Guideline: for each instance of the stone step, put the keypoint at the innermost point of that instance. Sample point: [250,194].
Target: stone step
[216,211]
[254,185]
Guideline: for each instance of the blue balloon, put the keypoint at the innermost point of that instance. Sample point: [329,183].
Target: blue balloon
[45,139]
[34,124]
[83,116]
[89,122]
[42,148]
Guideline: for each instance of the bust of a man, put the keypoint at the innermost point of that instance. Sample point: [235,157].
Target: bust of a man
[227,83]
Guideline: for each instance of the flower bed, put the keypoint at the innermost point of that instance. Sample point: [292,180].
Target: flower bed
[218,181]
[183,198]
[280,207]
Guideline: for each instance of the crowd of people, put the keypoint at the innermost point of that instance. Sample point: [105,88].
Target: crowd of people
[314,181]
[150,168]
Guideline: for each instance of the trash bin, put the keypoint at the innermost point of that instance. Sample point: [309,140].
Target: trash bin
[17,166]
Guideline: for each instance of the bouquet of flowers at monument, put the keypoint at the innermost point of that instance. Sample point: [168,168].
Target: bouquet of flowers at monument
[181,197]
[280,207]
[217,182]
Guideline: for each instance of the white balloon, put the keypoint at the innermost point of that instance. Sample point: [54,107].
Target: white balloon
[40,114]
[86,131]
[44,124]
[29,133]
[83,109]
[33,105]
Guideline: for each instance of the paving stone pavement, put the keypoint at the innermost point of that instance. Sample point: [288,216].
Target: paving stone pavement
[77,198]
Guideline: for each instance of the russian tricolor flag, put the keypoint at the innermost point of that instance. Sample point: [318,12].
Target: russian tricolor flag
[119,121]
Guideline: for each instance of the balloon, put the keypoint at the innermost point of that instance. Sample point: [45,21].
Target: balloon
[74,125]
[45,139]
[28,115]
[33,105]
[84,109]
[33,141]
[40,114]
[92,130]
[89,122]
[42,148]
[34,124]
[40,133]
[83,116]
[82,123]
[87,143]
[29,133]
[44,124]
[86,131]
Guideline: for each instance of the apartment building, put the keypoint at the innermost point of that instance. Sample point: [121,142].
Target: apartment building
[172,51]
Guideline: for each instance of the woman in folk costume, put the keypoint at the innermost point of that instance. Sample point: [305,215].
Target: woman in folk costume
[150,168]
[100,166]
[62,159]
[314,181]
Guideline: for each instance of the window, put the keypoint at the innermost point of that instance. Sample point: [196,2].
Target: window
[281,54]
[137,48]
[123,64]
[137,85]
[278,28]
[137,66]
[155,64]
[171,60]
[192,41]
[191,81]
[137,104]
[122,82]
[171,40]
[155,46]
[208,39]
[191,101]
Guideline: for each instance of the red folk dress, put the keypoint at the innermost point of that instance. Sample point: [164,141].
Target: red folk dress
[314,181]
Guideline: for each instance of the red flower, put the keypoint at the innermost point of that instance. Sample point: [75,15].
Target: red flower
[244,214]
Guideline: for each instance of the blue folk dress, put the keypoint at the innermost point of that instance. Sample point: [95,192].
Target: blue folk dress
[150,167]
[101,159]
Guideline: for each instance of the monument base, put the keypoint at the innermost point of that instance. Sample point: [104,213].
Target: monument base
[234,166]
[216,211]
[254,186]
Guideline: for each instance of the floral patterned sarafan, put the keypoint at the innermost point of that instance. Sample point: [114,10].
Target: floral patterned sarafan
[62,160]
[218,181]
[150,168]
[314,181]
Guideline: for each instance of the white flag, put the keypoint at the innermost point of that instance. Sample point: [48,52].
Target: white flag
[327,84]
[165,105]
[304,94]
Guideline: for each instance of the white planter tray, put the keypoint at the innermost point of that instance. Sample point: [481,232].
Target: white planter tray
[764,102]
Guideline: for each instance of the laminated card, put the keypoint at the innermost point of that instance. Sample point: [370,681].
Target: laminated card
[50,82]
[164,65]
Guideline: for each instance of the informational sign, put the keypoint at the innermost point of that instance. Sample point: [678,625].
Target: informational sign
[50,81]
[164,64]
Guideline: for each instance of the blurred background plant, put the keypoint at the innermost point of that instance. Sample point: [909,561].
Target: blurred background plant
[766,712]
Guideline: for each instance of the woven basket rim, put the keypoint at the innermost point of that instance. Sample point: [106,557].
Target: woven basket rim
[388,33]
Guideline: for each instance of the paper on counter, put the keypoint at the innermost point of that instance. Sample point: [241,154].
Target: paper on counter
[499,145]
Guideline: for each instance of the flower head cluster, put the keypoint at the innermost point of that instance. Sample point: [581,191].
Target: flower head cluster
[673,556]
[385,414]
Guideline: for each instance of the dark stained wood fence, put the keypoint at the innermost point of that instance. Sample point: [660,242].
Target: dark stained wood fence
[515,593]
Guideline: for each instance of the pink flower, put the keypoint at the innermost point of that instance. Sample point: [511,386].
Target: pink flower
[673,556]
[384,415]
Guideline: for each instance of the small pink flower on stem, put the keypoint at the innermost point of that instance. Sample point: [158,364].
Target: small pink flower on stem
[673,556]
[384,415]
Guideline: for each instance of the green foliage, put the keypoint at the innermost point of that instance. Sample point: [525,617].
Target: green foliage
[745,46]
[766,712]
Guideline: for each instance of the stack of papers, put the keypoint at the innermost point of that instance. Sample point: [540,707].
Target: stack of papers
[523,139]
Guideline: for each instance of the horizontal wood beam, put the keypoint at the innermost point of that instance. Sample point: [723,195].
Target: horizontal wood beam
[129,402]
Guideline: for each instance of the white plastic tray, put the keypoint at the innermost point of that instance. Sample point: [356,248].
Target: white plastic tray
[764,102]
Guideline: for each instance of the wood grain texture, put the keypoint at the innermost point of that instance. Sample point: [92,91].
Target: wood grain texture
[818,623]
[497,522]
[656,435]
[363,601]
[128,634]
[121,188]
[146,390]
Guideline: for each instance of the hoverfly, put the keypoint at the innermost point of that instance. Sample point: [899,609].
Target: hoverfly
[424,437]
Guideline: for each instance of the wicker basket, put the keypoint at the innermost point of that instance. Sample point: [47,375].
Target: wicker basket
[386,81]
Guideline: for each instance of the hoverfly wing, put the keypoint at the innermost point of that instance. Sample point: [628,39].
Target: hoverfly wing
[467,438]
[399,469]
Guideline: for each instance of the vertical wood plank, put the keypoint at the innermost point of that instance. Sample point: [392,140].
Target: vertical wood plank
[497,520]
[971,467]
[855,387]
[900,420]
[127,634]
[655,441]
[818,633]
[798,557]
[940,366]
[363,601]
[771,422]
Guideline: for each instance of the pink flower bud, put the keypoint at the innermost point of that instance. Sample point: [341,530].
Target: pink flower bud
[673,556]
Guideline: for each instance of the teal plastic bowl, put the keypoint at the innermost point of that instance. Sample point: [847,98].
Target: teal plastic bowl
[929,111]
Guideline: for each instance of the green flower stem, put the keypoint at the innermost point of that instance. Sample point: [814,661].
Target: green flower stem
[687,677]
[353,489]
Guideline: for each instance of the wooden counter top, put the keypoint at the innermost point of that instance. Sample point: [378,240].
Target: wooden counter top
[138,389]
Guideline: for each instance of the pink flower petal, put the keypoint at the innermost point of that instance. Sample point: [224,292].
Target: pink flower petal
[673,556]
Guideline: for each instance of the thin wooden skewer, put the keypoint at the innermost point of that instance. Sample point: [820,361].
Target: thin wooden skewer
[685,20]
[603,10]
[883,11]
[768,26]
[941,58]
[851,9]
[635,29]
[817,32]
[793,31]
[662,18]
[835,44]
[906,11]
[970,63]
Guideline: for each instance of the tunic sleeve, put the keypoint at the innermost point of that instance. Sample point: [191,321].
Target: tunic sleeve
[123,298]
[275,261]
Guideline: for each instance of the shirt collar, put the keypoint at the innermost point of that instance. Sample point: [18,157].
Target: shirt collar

--------

== Your objective ==
Write out all of the data above as a numbered list, with each line as its own item and blank lines left out.

== Output for this exercise ==
1. Guideline: for each instance of the stone step, put the keypoint at the innermost point of that instance. Sample point: [250,194].
2. Target: stone step
3. [216,211]
4. [254,185]
5. Guideline: for each instance of the blue balloon, put the keypoint at the innermost point of that instance. Sample point: [329,183].
6. Target: blue balloon
7. [45,139]
8. [34,124]
9. [83,116]
10. [89,122]
11. [42,148]
12. Guideline: for each instance of the bust of a man, put the keypoint at the innermost point of that instance. Sample point: [235,157].
13. Target: bust of a man
14. [227,83]
15. Guideline: for each instance of the flower bed, put the keypoint at the innermost point of that instance. Sample point: [292,180].
16. Target: flower bed
17. [218,181]
18. [183,198]
19. [280,207]
20. Guideline: for each instance of the crowd of people, put the keypoint at the innermost point of that instance. Sample point: [105,88].
21. Target: crowd of people
22. [314,181]
23. [150,168]
24. Guideline: for each instance of the trash bin, put the keypoint at the innermost point of that instance. Sample point: [309,140].
25. Target: trash bin
26. [17,166]
27. Guideline: for each instance of the bouquet of flowers at monument, put the keypoint at the innermost point of that instance. Sample point: [168,168].
28. Target: bouquet of flowers at monument
29. [181,197]
30. [280,207]
31. [217,182]
32. Guideline: for each instance of the white balloon, put the keypoint at the innermost point of that instance. Sample point: [54,107].
33. Target: white balloon
34. [40,114]
35. [86,131]
36. [44,124]
37. [29,133]
38. [83,109]
39. [33,105]
40. Guideline: for each instance of the paving stone pavement, put the keypoint at the innermost point of that instance. Sample point: [288,216].
41. Target: paving stone pavement
42. [77,198]
43. Guideline: for each instance of the russian tricolor flag, put the keypoint at the innermost point of that instance. Sample point: [318,12].
44. Target: russian tricolor flag
45. [119,121]
46. Guideline: for each instance of the balloon, put the keypoint at the innermost point of that instance. Sample point: [45,21].
47. Target: balloon
48. [74,125]
49. [45,139]
50. [28,115]
51. [33,105]
52. [84,109]
53. [33,141]
54. [40,114]
55. [92,130]
56. [89,122]
57. [42,148]
58. [34,124]
59. [40,133]
60. [83,116]
61. [82,123]
62. [87,143]
63. [29,133]
64. [44,124]
65. [86,131]
66. Guideline: for each instance of the apartment building, put the keypoint at the innermost point of that instance. Sample point: [121,142].
67. Target: apartment building
68. [172,51]
69. Guideline: for each instance of the woman in folk costume, put the keypoint at the innermost point of that instance. Sample point: [305,215].
70. Target: woman in folk costume
71. [150,168]
72. [100,166]
73. [62,159]
74. [314,181]
75. Guideline: for each instance of the window, put the keypoint at the innermost point of that instance. Sample point: [196,2].
76. Target: window
77. [281,54]
78. [137,48]
79. [123,64]
80. [137,85]
81. [278,28]
82. [137,66]
83. [155,64]
84. [171,60]
85. [192,41]
86. [191,81]
87. [137,104]
88. [122,82]
89. [171,40]
90. [155,46]
91. [208,39]
92. [191,101]
93. Guideline: for each instance of the red folk dress, put the keypoint at the innermost point of that instance. Sample point: [164,141].
94. Target: red folk dress
95. [314,181]
96. Guideline: for each instance of the red flower, put the keypoint at the innermost point of that instance. Sample point: [75,15].
97. Target: red flower
98. [244,214]
99. Guideline: for each instance of the blue folk dress, put the keypoint at the innermost point of that instance. Sample point: [95,192].
100. Target: blue folk dress
101. [150,167]
102. [101,159]
103. Guideline: for each instance of the monument base, put the keypoint at the innermost point of that instance. Sample point: [104,213].
104. Target: monument base
105. [234,166]
106. [216,211]
107. [254,186]
108. Guideline: for each instance of the floral patterned sarafan, put the keypoint at the innermost point of that instance. Sample point: [114,10].
109. Target: floral patterned sarafan
110. [62,160]
111. [218,181]
112. [150,168]
113. [314,181]
114. Guideline: for each instance of the white flag, put the keypoint at the innermost point of that instance. Sample point: [48,52].
115. Target: white flag
116. [327,84]
117. [165,105]
118. [304,94]
119. Guideline: for each instance of the white planter tray, put the keypoint at the innermost point of that instance. Sample point: [481,232].
120. Target: white planter tray
121. [764,102]
122. Guideline: for each instance of the laminated card, put the keypoint at the innermost point of that instance. Sample point: [370,681].
123. Target: laminated card
124. [50,82]
125. [164,65]
126. Guideline: for each instance of the informational sign, put the keypoint at the innermost point of that instance. Sample point: [678,625].
127. Target: informational sign
128. [50,81]
129. [164,64]
130. Guideline: for each instance of the blurred background plant, put the keypoint at the innermost point of that instance. Sample point: [909,561].
131. Target: blurred background plant
132. [766,712]
133. Guideline: for each instance of the woven basket rim, put the keypoint at the innermost point of that instance. Sample point: [106,557].
134. Target: woven basket rim
135. [388,33]
136. Guideline: for each instance of the paper on counter, put the keypoint at the innermost point of that instance. Sample point: [241,154].
137. Target: paper on counter
138. [499,145]
139. Guideline: for each instance of the flower head cluster, put the keypoint at the innermost point of that instance. Sample point: [581,191].
140. Target: flower head cluster
141. [673,556]
142. [385,414]
143. Guideline: for each instance of the dark stained wood fence, put the keypoint at the innermost point of that instance. Sample point: [660,242].
144. Target: dark stained wood fence
145. [515,593]
146. Guideline: for each instance of the pink flower, put the keypoint at the innermost point of that instance. Sample point: [511,386].
147. Target: pink flower
148. [673,556]
149. [384,415]
150. Guideline: for each instance of the small pink flower on stem, put the keypoint at the innermost point of that instance. Sample point: [158,364].
151. Target: small pink flower on stem
152. [673,556]
153. [384,415]
154. Guideline: for each instance of the green foliage, put the keypoint at the innermost point of that instance. Sample point: [525,617].
155. Target: green foliage
156. [745,46]
157. [766,712]
158. Guideline: for each instance of the stack of papers, put the keypoint at the innermost point of that instance. Sample point: [540,707].
159. Target: stack of papers
160. [523,139]
161. Guideline: for each instance of the horizontal wood beam, put the keypoint at the innermost point of that instance. Sample point: [723,195].
162. Target: horizontal wood beam
163. [129,402]
164. Guideline: for each instance of the white plastic tray, put the keypoint at the innermost point of that instance. Sample point: [356,248].
165. Target: white plastic tray
166. [764,102]
167. Guideline: for each instance of the wood grain texture, put the keypoint at the innermost point of that instance. Sample point: [92,91].
168. Target: wood grain texture
169. [818,623]
170. [497,522]
171. [656,435]
172. [363,601]
173. [128,634]
174. [121,188]
175. [146,390]
176. Guideline: for each instance of the hoverfly, put the keypoint at the innermost point of that instance. Sample point: [899,609].
177. Target: hoverfly
178. [424,437]
179. Guideline: for each instance of the wicker basket, put the keypoint at the innermost point of that instance. Sample point: [47,375].
180. Target: wicker basket
181. [386,81]
182. Guideline: for each instance of the hoverfly wing, put the keypoint at the innermost point of that instance. Sample point: [628,39].
183. Target: hoverfly wing
184. [467,438]
185. [399,469]
186. Guideline: for each instance of the vertical wood plank, put the keypoint at the innermost point of that instance. Sample point: [392,140].
187. Target: vertical wood plank
188. [497,520]
189. [971,467]
190. [855,387]
191. [900,420]
192. [127,634]
193. [655,441]
194. [818,633]
195. [798,557]
196. [940,366]
197. [363,601]
198. [771,422]
199. Guideline: for each instance of the pink flower bud, put the keypoint at the innermost point of that instance. Sample point: [341,530].
200. Target: pink flower bud
201. [673,556]
202. Guideline: for each instance of the teal plastic bowl, put the keypoint at the innermost point of that instance. Sample point: [847,98].
203. Target: teal plastic bowl
204. [929,111]
205. Guideline: for each instance of the green flower stem, put the keypoint at the innermost point of that instance. Sample point: [814,661].
206. Target: green flower stem
207. [687,677]
208. [353,489]
209. Guideline: for each instance of the wooden counter top, put the keypoint at the innermost point of that instance. Sample point: [378,240].
210. Target: wooden counter top
211. [138,389]
212. Guideline: for each instance of the pink flower petal, put the keypoint at the innermost point of that instance. Sample point: [224,292].
213. Target: pink flower petal
214. [673,556]
215. Guideline: for each instance of the thin wooden skewer, put the keypoint at the innermost point of that instance. Sample point: [820,361].
216. Target: thin wooden skewer
217. [685,20]
218. [603,10]
219. [883,11]
220. [768,26]
221. [941,58]
222. [851,9]
223. [635,29]
224. [817,32]
225. [793,31]
226. [662,18]
227. [835,44]
228. [906,11]
229. [970,63]
230. Guideline: for each instance of the tunic sleeve, put the keypoint at the innermost point of that instance. Sample point: [191,321].
231. Target: tunic sleeve
232. [123,298]
233. [275,261]
234. Guideline: for each instance of the shirt collar, put the keypoint at the innermost point of that instance. Sample point: [18,157].
235. Target: shirt collar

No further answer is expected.